### DATA RECORDS
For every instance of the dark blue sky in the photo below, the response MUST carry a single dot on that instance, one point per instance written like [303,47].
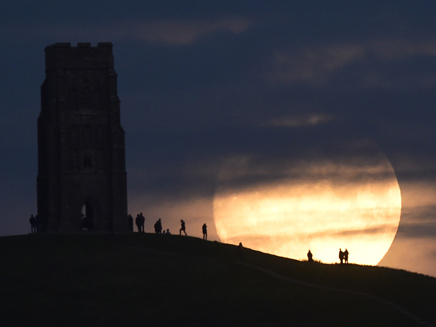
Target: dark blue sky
[201,81]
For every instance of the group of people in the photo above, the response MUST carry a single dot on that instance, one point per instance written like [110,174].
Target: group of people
[158,229]
[343,256]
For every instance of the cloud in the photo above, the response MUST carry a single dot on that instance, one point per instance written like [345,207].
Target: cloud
[301,121]
[317,65]
[168,32]
[182,33]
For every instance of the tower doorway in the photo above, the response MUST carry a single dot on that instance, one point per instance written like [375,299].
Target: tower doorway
[87,217]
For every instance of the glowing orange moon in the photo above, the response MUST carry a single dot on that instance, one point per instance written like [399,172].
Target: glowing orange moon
[320,206]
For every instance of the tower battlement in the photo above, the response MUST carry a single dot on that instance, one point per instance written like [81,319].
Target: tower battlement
[84,55]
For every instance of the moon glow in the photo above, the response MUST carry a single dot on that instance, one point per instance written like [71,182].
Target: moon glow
[320,206]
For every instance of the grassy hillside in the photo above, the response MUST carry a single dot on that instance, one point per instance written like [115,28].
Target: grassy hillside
[157,280]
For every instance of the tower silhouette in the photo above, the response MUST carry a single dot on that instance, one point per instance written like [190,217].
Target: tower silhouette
[81,151]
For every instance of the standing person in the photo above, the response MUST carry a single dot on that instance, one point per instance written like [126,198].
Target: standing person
[182,228]
[204,228]
[309,256]
[346,256]
[142,221]
[130,222]
[138,222]
[32,221]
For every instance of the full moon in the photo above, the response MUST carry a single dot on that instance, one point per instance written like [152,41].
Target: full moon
[323,205]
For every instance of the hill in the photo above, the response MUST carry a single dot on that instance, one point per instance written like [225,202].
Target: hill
[159,280]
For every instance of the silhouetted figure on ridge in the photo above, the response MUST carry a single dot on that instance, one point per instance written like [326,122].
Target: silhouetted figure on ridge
[182,228]
[204,229]
[140,222]
[130,222]
[33,228]
[309,256]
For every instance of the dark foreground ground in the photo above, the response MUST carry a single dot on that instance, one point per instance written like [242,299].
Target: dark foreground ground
[152,280]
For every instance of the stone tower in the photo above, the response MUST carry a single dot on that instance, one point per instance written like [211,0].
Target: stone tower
[81,183]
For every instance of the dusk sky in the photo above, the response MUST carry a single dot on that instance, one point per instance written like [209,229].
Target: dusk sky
[276,84]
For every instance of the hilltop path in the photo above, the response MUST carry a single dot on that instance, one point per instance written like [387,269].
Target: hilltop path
[272,273]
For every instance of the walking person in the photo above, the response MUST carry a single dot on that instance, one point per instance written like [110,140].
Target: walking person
[204,229]
[341,256]
[346,256]
[182,228]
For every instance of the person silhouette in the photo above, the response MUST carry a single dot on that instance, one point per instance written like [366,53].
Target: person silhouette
[138,222]
[204,229]
[309,256]
[346,256]
[182,228]
[130,222]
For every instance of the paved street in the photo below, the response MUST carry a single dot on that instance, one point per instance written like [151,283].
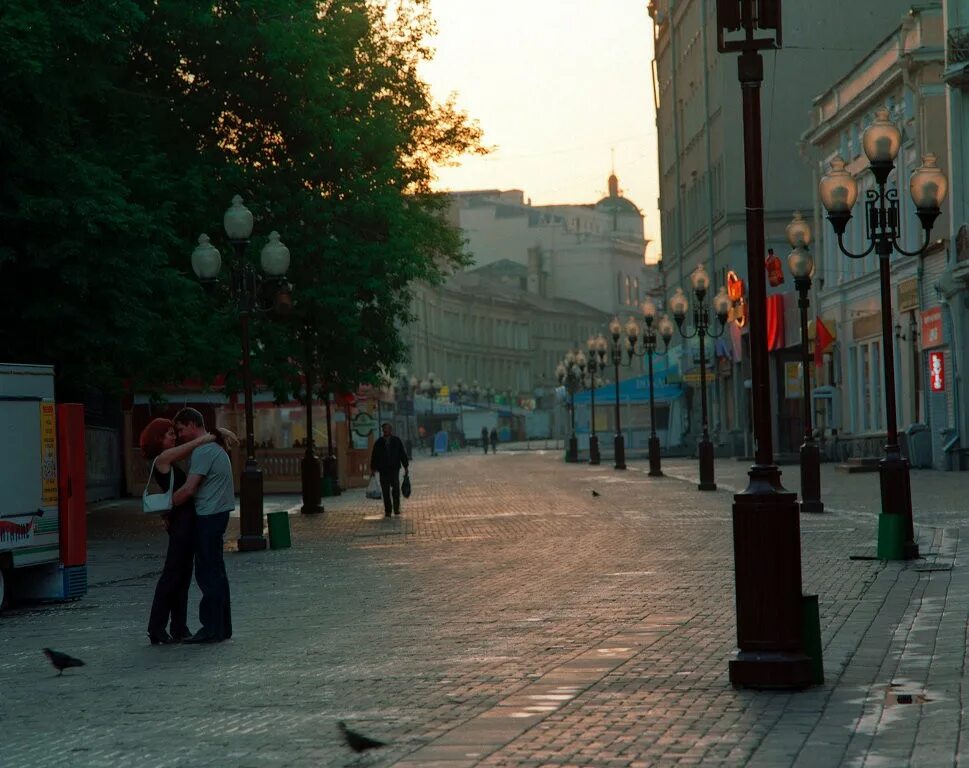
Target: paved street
[509,618]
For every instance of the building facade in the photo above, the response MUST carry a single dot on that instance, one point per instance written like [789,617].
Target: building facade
[903,74]
[701,164]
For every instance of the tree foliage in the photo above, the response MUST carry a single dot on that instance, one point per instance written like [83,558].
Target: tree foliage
[127,126]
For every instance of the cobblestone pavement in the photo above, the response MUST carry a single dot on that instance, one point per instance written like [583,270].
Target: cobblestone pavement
[508,618]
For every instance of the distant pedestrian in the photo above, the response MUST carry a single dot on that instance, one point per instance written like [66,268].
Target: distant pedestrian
[387,458]
[210,483]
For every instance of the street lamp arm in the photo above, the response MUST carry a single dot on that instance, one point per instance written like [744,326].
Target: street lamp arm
[849,254]
[918,251]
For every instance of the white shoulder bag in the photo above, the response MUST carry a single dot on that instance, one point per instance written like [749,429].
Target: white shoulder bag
[157,503]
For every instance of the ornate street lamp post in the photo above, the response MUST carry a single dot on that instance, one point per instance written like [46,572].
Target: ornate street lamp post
[567,373]
[839,190]
[766,524]
[802,267]
[404,397]
[460,390]
[251,292]
[430,387]
[597,364]
[618,441]
[665,327]
[701,329]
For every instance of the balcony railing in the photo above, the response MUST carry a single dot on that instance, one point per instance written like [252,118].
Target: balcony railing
[957,46]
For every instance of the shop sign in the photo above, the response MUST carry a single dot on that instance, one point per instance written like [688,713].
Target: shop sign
[936,372]
[931,335]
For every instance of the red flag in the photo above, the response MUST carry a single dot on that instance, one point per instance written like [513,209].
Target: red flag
[822,340]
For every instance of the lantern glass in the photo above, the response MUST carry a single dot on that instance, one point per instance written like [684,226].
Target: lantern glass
[928,184]
[615,328]
[882,138]
[700,279]
[666,328]
[679,304]
[206,260]
[274,257]
[798,231]
[800,262]
[237,220]
[838,188]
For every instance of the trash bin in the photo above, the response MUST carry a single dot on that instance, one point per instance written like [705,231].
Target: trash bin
[916,445]
[278,530]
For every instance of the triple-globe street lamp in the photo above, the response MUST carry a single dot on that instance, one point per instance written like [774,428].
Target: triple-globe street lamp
[598,348]
[618,441]
[679,305]
[839,191]
[802,267]
[648,349]
[251,292]
[430,388]
[568,375]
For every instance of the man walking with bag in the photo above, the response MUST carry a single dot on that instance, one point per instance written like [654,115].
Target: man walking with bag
[387,458]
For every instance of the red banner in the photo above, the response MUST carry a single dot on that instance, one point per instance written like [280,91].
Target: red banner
[775,321]
[936,372]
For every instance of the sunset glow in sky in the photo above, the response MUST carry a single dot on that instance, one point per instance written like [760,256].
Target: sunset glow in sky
[557,85]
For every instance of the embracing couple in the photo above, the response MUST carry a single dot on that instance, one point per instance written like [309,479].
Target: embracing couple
[202,500]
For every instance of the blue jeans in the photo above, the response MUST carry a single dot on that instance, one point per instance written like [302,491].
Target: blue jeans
[215,614]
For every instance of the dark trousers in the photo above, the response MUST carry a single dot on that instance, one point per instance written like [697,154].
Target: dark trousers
[171,592]
[390,484]
[215,613]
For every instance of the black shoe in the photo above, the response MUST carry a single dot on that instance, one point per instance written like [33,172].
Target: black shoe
[201,637]
[160,638]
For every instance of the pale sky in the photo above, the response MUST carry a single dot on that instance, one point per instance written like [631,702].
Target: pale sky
[556,86]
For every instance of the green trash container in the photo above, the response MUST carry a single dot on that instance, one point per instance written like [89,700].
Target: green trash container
[279,530]
[811,636]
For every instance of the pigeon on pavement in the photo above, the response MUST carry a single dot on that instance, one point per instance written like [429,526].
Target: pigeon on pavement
[61,661]
[357,741]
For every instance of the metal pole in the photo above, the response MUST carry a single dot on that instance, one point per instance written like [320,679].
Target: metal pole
[619,442]
[594,457]
[251,536]
[766,527]
[310,469]
[705,448]
[654,460]
[810,454]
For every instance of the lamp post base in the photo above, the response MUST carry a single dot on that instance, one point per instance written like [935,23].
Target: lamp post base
[896,534]
[811,478]
[705,449]
[311,484]
[572,452]
[767,565]
[251,538]
[619,446]
[654,465]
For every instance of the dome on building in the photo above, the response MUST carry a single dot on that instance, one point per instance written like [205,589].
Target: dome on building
[614,203]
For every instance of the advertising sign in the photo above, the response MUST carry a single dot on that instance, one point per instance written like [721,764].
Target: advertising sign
[932,328]
[936,372]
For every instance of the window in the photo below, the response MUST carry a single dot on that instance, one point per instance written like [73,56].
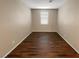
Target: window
[44,17]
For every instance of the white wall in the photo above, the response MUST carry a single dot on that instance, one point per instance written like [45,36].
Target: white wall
[52,25]
[15,24]
[68,23]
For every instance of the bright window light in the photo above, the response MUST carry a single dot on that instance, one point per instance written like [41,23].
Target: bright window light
[44,17]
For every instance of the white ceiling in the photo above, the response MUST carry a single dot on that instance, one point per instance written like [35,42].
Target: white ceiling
[44,4]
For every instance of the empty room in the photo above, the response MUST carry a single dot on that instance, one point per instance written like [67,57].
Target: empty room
[39,29]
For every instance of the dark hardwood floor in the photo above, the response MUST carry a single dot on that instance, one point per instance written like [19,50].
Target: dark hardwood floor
[43,45]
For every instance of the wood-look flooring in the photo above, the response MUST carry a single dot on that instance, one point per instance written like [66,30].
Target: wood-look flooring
[43,45]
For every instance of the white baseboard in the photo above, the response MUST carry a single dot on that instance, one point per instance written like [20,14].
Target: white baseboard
[15,46]
[69,43]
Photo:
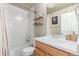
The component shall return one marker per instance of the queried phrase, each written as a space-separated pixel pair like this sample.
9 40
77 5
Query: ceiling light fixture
50 5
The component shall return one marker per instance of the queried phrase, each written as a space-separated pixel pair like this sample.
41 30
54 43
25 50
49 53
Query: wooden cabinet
46 50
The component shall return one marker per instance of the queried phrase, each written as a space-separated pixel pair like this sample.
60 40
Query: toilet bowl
28 51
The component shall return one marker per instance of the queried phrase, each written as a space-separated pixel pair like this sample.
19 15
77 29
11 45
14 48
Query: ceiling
58 6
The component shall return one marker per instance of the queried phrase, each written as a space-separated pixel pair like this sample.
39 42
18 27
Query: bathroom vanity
46 48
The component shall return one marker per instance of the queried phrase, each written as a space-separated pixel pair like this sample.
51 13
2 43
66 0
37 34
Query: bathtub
18 50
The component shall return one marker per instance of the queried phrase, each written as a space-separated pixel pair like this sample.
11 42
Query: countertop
60 43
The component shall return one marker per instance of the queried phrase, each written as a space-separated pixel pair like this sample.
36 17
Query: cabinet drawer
40 52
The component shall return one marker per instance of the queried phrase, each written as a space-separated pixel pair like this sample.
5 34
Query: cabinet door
39 52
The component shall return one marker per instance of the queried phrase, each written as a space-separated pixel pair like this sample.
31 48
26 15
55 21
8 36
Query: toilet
28 51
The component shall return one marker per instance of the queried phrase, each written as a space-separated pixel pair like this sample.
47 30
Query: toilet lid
28 49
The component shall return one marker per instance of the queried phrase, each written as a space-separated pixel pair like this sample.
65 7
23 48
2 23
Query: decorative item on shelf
38 18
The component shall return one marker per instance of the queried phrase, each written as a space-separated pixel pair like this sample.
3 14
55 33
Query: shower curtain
3 30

### WHAT YOU SHOULD DO
Pull out every line of the records above that contains the string "lantern", treating uppercase and lowercase as different.

### FINAL RESULT
For every instance of the lantern glass in the photo above, the response MUST carry a single dot on that instance, one point per instance written like [684,226].
Target: lantern glass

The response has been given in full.